## BEGIN Provided passage

Jennifer Pattison Tuohy
Even though it's been not translating well to screen, being unfilmable is almost like, means the book is brilliant.
Leo Laporte
Right.
Jennifer Pattison Tuohy
Because. And that's what the brilliance of Terry Pratchett. In fact, the only place I've seen it really translate well, actually, is theater.
Leo Laporte
Yeah.
Jennifer Pattison Tuohy
People have done a lot of plays of disco and those. Those just kind of. I don't know, they bring it more to life somehow than the movies. There are a few good movies out there, but nothing really captures. And with any really beloved book, it's, you know, it's hard to justify how to bring it to life because everyone has such a clear idea of what it should be that no one's ever going to be happy with it.
Leo Laporte
No Hollywood craftsperson or actor can do as well as your own imagination. And I.
Jennifer Pattison Tuohy
True.
Leo Laporte
It's always been my. Especially with sci fi, to read the. Yeah, definitely is to read the sci fi first before you see the movie, because it's very rare that a Movie is better than the book. And I would think that the play. The play, because it requires some suspension of disbelief, still engages your imagination more than a movie.
Jennifer Pattison Tuohy
I think that's the difference. Yeah. When it's on stage, you kind of have. It's more of a participation between the audience and the show rather than just being presented when you is. Which is what more the movie and TV adaptations do. Although TV adaptations tend to do slightly better, I think, because they have more time. Yes. That's always the frustrating part about a movie, a book being turned into a movie. Unless it's like a seven hour movie, it's going to leave out so much and you're going to be frustrated by that.
Leo Laporte
You can't turn 10 hour.
Mike Elgin
Yeah.
Leo Laporte
Hitchhiker's guide into a two hour movie. Absolutely true.

## END Provided passage
## BEGIN Dataset excerpt

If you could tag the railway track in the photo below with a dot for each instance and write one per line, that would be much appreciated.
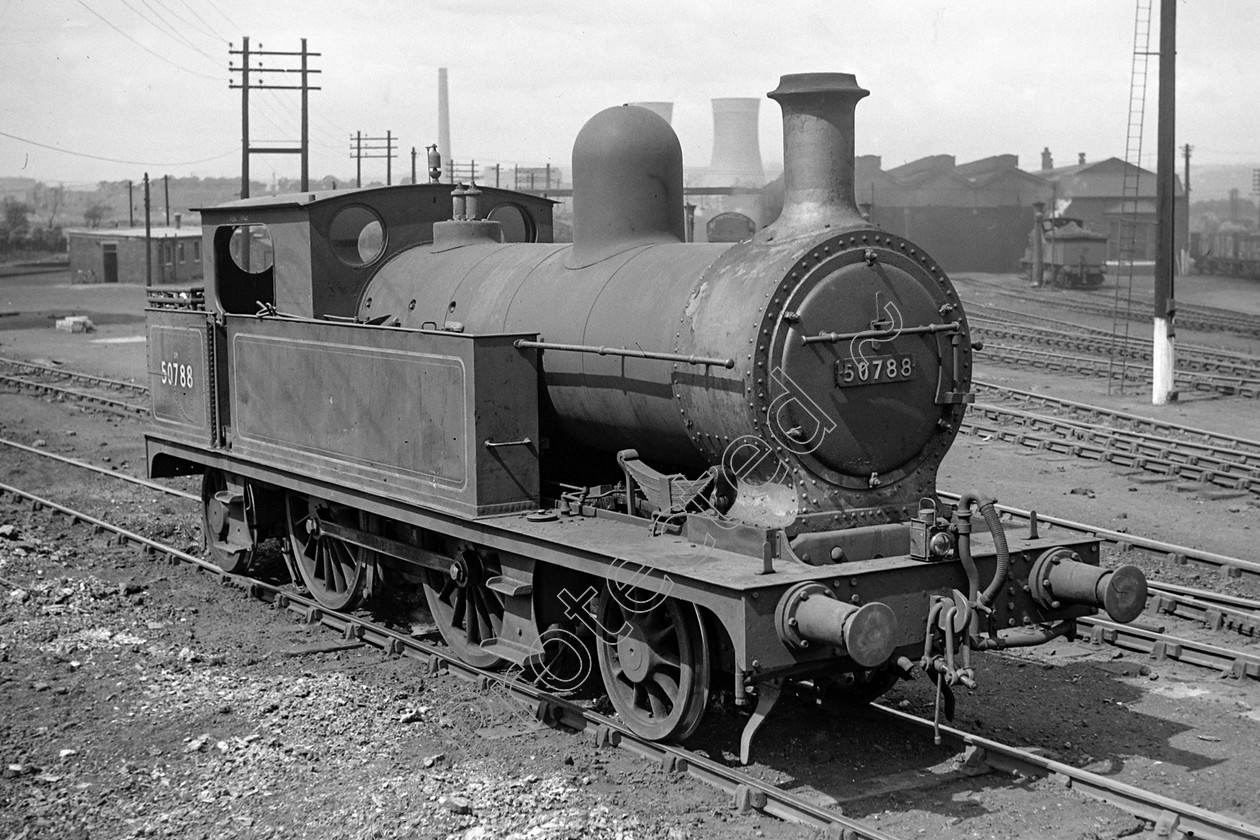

## END Dataset excerpt

## Short problem
In the transcript above, condense the paragraph that begins "I think that's the difference" into a short bulleted list that keeps its main points.

## Written solution
- A stage production is more of a participation between the audience and the show.
- Movie and TV adaptations instead mostly present the story to the viewer.
- TV adaptations tend to do slightly better because they have more time.
- Unless a movie runs about seven hours, turning a book into one leaves out a great deal, which is frustrating.